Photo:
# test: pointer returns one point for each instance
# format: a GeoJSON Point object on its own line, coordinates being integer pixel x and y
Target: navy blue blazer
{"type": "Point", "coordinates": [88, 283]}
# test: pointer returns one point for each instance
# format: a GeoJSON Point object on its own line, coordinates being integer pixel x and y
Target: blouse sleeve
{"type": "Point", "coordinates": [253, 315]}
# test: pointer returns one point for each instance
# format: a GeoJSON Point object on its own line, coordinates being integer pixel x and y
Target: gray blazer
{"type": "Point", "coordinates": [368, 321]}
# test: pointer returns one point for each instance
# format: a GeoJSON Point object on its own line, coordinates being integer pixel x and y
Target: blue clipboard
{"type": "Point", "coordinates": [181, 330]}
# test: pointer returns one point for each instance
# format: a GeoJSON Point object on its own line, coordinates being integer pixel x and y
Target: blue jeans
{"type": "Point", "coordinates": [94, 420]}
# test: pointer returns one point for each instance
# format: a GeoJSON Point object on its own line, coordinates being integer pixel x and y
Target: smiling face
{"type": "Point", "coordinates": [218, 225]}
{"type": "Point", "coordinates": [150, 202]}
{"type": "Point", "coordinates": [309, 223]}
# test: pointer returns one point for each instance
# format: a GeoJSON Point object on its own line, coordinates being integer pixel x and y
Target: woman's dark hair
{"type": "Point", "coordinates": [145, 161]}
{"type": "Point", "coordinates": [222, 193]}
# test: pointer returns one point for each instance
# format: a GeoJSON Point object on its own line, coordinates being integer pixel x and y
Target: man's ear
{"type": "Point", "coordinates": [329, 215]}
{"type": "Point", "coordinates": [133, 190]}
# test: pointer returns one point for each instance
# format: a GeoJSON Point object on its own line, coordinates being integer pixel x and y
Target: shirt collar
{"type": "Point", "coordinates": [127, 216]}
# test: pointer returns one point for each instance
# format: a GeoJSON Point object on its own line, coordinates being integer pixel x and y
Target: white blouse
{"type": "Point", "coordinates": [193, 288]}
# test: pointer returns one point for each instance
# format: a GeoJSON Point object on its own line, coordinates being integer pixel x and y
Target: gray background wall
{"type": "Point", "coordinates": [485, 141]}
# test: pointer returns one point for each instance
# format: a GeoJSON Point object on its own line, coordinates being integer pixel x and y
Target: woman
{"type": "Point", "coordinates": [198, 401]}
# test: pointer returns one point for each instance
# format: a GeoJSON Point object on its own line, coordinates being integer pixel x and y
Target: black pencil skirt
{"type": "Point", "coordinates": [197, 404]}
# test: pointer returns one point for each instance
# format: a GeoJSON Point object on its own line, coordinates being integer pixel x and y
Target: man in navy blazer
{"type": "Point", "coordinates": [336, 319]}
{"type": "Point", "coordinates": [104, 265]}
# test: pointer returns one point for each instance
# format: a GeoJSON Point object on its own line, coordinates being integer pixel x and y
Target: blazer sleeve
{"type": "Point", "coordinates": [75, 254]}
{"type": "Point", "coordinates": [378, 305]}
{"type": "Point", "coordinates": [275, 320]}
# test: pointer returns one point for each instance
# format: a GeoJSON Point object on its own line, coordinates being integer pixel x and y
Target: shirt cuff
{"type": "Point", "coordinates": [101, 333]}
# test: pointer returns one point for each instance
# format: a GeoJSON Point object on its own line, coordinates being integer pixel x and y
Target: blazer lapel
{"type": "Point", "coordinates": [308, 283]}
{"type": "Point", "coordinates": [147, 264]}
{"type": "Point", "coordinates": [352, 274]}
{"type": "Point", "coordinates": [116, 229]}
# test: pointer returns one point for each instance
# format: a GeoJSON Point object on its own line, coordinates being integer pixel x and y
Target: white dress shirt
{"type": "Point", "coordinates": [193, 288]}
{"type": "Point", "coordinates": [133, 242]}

■ ■ ■ ■ ■

INSTRUCTIONS TO FOLLOW: Copy out each line in the records above that contains the word "white".

THE SOLUTION:
Target: white blouse
Target: white dress shirt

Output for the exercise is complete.